# Description of the task:
Give the entries again, precisely as they were written.

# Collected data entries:
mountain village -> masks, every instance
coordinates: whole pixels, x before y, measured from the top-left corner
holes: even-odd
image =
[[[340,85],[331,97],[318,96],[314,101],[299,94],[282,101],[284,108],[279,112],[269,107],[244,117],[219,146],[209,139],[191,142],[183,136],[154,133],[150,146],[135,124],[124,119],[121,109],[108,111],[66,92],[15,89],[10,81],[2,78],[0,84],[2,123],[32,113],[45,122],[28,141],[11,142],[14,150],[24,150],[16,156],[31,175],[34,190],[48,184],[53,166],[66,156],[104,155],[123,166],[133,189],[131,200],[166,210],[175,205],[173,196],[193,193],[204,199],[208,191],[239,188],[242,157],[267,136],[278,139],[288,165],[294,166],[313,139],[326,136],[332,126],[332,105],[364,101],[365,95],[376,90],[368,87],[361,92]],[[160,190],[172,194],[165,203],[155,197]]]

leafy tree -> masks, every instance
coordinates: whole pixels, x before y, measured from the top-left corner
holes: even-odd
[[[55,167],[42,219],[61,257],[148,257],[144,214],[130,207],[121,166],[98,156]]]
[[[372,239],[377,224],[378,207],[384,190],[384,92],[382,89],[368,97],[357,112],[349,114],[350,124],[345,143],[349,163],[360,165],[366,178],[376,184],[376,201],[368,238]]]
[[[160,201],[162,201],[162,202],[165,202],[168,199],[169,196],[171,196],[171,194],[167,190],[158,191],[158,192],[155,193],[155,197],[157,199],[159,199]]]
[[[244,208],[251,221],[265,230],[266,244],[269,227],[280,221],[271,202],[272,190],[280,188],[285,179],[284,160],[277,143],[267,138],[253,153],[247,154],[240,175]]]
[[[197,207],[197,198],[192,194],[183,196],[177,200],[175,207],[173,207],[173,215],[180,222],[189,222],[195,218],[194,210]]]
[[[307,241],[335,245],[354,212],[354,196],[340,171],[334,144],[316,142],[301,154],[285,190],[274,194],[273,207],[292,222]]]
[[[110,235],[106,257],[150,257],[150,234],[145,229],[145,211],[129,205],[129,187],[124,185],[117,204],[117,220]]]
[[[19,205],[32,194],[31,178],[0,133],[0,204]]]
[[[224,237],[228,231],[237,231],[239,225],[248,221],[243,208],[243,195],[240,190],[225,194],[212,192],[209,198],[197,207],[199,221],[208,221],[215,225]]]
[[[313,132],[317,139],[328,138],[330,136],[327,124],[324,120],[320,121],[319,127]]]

# Finished task:
mountain village -> masks, every instance
coordinates: whole pixels, x before y, measured from the top-left corner
holes: even-odd
image =
[[[340,85],[331,97],[318,96],[314,101],[299,94],[282,101],[284,108],[279,112],[269,107],[244,117],[219,146],[209,139],[191,142],[183,136],[154,133],[150,146],[135,124],[124,119],[121,109],[108,111],[66,92],[15,89],[10,81],[2,78],[0,84],[2,123],[32,113],[45,122],[28,141],[11,142],[14,150],[24,150],[16,156],[31,175],[34,190],[48,184],[53,166],[66,156],[104,155],[123,166],[133,189],[131,200],[166,210],[175,205],[173,196],[193,193],[204,199],[208,191],[239,188],[242,157],[267,136],[278,139],[288,165],[294,166],[313,139],[326,136],[332,126],[332,105],[364,101],[365,95],[376,90],[368,87],[361,92]],[[160,190],[172,194],[165,203],[155,197]]]

leafy tree -> masks, every instance
coordinates: whole pixels, x before y, measured from the top-left corner
holes: even-odd
[[[55,167],[42,219],[61,257],[148,257],[144,214],[130,207],[121,166],[98,156]]]
[[[372,239],[377,224],[378,207],[384,190],[384,92],[382,89],[368,97],[357,112],[349,114],[350,124],[345,143],[349,163],[360,165],[366,178],[376,184],[376,201],[368,238]]]
[[[160,201],[162,201],[162,202],[165,202],[168,199],[169,196],[171,196],[171,194],[167,190],[158,191],[158,192],[155,193],[155,197],[157,199],[159,199]]]
[[[244,208],[251,221],[265,230],[266,244],[269,227],[280,221],[271,202],[272,190],[280,188],[285,179],[284,160],[277,143],[267,138],[253,153],[247,154],[240,175]]]
[[[197,207],[197,198],[192,194],[183,196],[177,200],[175,207],[173,207],[173,215],[180,222],[189,222],[195,218],[194,210]]]
[[[307,241],[335,245],[354,212],[354,196],[340,171],[334,144],[316,142],[301,154],[285,190],[274,194],[273,207],[292,222]]]
[[[110,235],[106,257],[150,257],[150,234],[145,229],[145,211],[129,205],[129,187],[124,185],[117,204],[117,220]]]
[[[19,205],[32,194],[31,178],[0,133],[0,204]]]
[[[224,237],[228,231],[237,231],[239,225],[248,221],[243,208],[243,195],[240,190],[225,194],[212,192],[209,198],[197,207],[199,221],[208,221],[215,225]]]
[[[313,132],[317,139],[328,138],[330,136],[327,124],[324,120],[320,121],[319,127]]]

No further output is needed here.